Start of PASSAGE GIVEN

On 21 December 2015, Animonsta Studios officially announced the release date for Malaysian cinemas to be 3 March 2016 in their official Facebook account, whereas the Indonesian release date was announced to be on 13 April 2016 nine days later. In February 2016, Animonsta Studios released their second official trailer on YouTube.

Animonsta Studios plans to promote this movie in the 2016 Tokyo Anime Award Festival in March 2016. There are discussions on bringing the movie to Kazakhstan, and there are also some plans to bring the film to nearby countries such as Thailand, the Philippines, Vietnam, and Cambodia where there are audiences expressing interest in this film. The movie was shown in 115 cinemas in Malaysia, 100 in Indonesia, two in Brunei, and two in Singapore. For the Indonesian market, the movie was screened in CGV Blitz, Cinemaxx, and Platinum.

After the success in Malaysia and Indonesia, BoBoiBoy The Movie is set to be shown in South Korean cinemas on 100 screens across the country in the first quarter of 2017. The movie started showing in South Korean cinemas on 1 March 2017 in over 100 cinemas in South Korea including Lotte, CGV and Megabox.

An English dub of the movie premiered on Disney Channel Asia on 21 August 2016.

It aired in India on 27 May 2018 on Hungama TV in Hindi, Tamil and Telugu.

=== Home media ===
The film was released on DVD to the Malaysian market on 28 May 2016 by Rusa Music and Animonsta Studios.

For the Indonesian market, Animonsta Studios has collaborated with KFC Indonesia to sell the official DVD throughout Indonesia. The fourth episode of BoBoiBoy Galaxy was exclusively included in the Indonesian DVD.

=== Online streaming ===
On 9 December 2018, Animonsta announced on their official Facebook page that the entire full-length movie is available for streaming on the company's YouTube channel. The movie is also available on Netflix.

End of PASSAGE GIVEN

# WRITTEN TASK A:
Arrange the entries below as a Markdown table with the columns Row and Line. Start at the first line of the entries and go up to and including the line containing "Please put your". Number each row, skip blank lines, and leave out the pictures.

Start of TASK INPUT

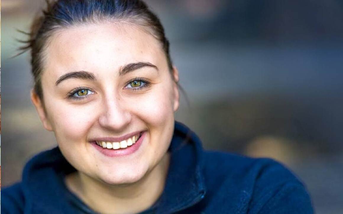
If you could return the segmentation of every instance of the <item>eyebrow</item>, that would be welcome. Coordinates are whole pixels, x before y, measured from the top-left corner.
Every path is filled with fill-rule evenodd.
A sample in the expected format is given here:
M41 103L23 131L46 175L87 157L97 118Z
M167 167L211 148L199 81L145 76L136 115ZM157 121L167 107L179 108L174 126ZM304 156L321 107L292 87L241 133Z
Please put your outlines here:
M135 70L139 69L144 67L151 67L155 68L158 71L158 69L157 66L146 62L140 62L128 64L123 67L120 68L119 71L119 75L122 76L127 73L133 71ZM95 76L94 74L84 71L74 71L66 74L60 77L56 81L56 85L57 86L62 81L68 79L74 78L76 79L89 79L95 80Z
M158 69L157 68L157 66L155 65L146 62L139 62L131 63L121 68L119 70L119 75L122 76L129 72L139 69L144 67L152 67L155 68L157 71L158 71Z
M94 80L95 79L95 76L92 73L84 71L74 71L61 76L58 78L57 81L56 81L56 85L57 85L64 80L71 78Z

End of TASK INPUT

# WRITTEN TASK B:
Reproduce word for word the part of the passage about the movie's release, from "An English dub" up to and including "and Animonsta Studios.".

# RESPONSE A:
| Row | Line |
|---|---|
| 1 | If you could return the segmentation of every instance of the <item>eyebrow</item>, that would be welcome. Coordinates are whole pixels, x before y, measured from the top-left corner. |
| 2 | Every path is filled with fill-rule evenodd. |
| 3 | A sample in the expected format is given here: |
| 4 | M41 103L23 131L46 175L87 157L97 118Z |
| 5 | M167 167L211 148L199 81L145 76L136 115ZM157 121L167 107L179 108L174 126ZM304 156L321 107L292 87L241 133Z |
| 6 | Please put your outlines here: |

# RESPONSE B:
An English dub of the movie premiered on Disney Channel Asia on 21 August 2016.

It aired in India on 27 May 2018 on Hungama TV in Hindi, Tamil and Telugu.

=== Home media ===
The film was released on DVD to the Malaysian market on 28 May 2016 by Rusa Music and Animonsta Studios.